*** Record extracts Section Begins ***

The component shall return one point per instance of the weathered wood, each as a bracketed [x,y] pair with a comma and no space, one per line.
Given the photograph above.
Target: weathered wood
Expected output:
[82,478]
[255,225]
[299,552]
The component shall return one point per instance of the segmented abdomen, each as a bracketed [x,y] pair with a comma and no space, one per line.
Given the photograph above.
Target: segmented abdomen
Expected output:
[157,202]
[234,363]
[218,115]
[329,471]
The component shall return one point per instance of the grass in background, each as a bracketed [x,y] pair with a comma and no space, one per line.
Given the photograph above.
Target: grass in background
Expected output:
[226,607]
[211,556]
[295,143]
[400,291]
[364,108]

*** Record extracts Section Ends ***

--- Work required ---
The lines in the records above that include the word "segmented" must be copied out.

--- Task response ---
The component shall return one point per instance of the segmented abdomen, each as a bracketed [x,y] pair with a comma and no space, one per line.
Target: segmented abdomen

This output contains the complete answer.